Une constatation qui n’est pas sans lien – toujours selon les experts –, avec les relations parfois étroites entretenues par les partis politiques et les groupes armés actifs dans le pays. Récemment, les négociations entre le gouvernement et la Nepal Defence Army (NDA), auteur de plusieurs attentats terroristes dans le pays contre les chrétiens et les musulmans (4), ont fait couler beaucoup d’encre et scandalisé les minorités religieuses. A l’annonce des premiers accords entre le groupe hindouiste et le Premier ministre Bhattarai en 2011 (la NDA s’était vantée d’être « protégée par le gouvernement » alors qu’elle planifiait de nouvelles attaques contre les chrétiens), Mgr Anthony Sharma, préfet apostolique du Népal, avait vigoureusement réagi : « Nous avons été très patients (…) mais avec cette mauvaise nouvelle [les négociations entre l’Etat et la NDA], nous nous sentons vraiment une minorité de‘ sans-voix’. »

Dans un Népal en proie à une instabilité constante dans l’attente d’une Constitution définitive dont le délai de remise est sans cesse repoussé, la prolifération des armes illégales alors que la guérilla maoïste a officiellement rendu tout l’arsenal « resté dans les camps » montre que le processus de paix est loin d’être achevé.

Outre la NDA, toujours actif, d’autres groupuscules extrémistes armés ont fait parler d’eux ces dernières années au Népal, certains issus de l’éclatement des armées maoïstes, d’autres rattachés au mouvement hindouiste en forte progression dans le pays, comme le Ranvir Sena (5).
■ ■ ■
▶ Consigne de travail 1
Recopiez fidèlement le passage du texte sur le Népal, depuis « Outre la NDA, toujours » jusqu'à « Ranvir Sena (5). » inclus.
▶ Consigne de travail 2
Indiquez si chacune des affirmations suivantes concorde avec le texte sur le Népal. Répondez par oui ou par non, en citant à l'identique les mots du texte qui tranchent. (a) La NDA a commis des attentats contre des chrétiens et des musulmans. (b) Le Népal dispose déjà d'une Constitution définitive. (c) La guérilla maoïste a officiellement conservé ses armes.
▶ Consigne de travail 3
Prolongez le texte sur le Népal au-delà de sa dernière phrase.
■ ■ ■
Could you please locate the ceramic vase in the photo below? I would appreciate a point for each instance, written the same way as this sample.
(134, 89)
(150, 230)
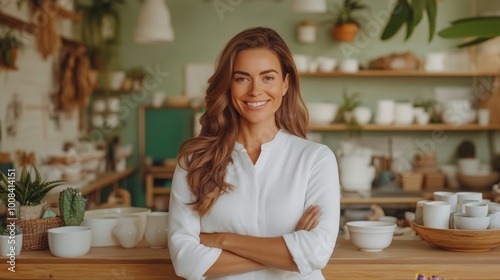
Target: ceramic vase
(156, 229)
■ ■ ■
▶ Zone de réponse 1
Outre la NDA, toujours actif, d’autres groupuscules extrémistes armés ont fait parler d’eux ces dernières années au Népal, certains issus de l’éclatement des armées maoïstes, d’autres rattachés au mouvement hindouiste en forte progression dans le pays, comme le Ranvir Sena (5).

▶ Zone de réponse 2
(a) Oui : « auteur de plusieurs attentats terroristes dans le pays contre les chrétiens et les musulmans ».
(b) Non : « dans l’attente d’une Constitution définitive dont le délai de remise est sans cesse repoussé ».
(c) Non : « la guérilla maoïste a officiellement rendu tout l’arsenal « resté dans les camps » ».

▶ Zone de réponse 3
Selon l’étude rendue publique le 15 mai, les armes utilisées le plus couramment au Népal seraient de fabrication artisanales (assemblage de chaînes de bicyclettes, bâtons ou encore bombes fabriquées avec des « dispositifs bricolés » comme lors de l’attentat à la cathédrale). La plupart des armes à feu personnelles seraient des modèles locaux comme les traditionnels katuwas (plus de 350 000 sont recensés par le rapport), sans compter les 160 000 armes de petit calibre de l’armée népalaise et les quelque 75 000 utilisées par les forces de l’ordre.

Quant aux 450 000 armes à feu illégales citées par le rapport en préambule (essentiellement des pistolets et revolvers), elles proviendraient d’un trafic transitant par le Terai, région septentrionale du Népal, dans sa partie frontalière avec l’Inde. La Nava estime de son côté à près de 500 000 le nombre d’armes à feu privées dont un dixième environ seraient enregistrées légalement.

Parmi les armes officiellement recensées, le nombre de celles qui ont appartenu ou appartiendraient encore au plus important groupe armé du pays, la guérilla maoïste, reste impossible à estimer. Si le ministère de l’Intérieur a bien sommé les rebelles de restituer toutes les armes encore en leur possession avant le 15 mai, il n’y a aucun moyen de s’assurer qu’aucune d’entre elles n’a été conservée. Le Kathmandu Post, qui avait donné début mai les noms de tous les membres du parti maoïste n’ayant pas rendu leurs « armes personnelles », a suivi avec un certain humour la campagne du gouvernement.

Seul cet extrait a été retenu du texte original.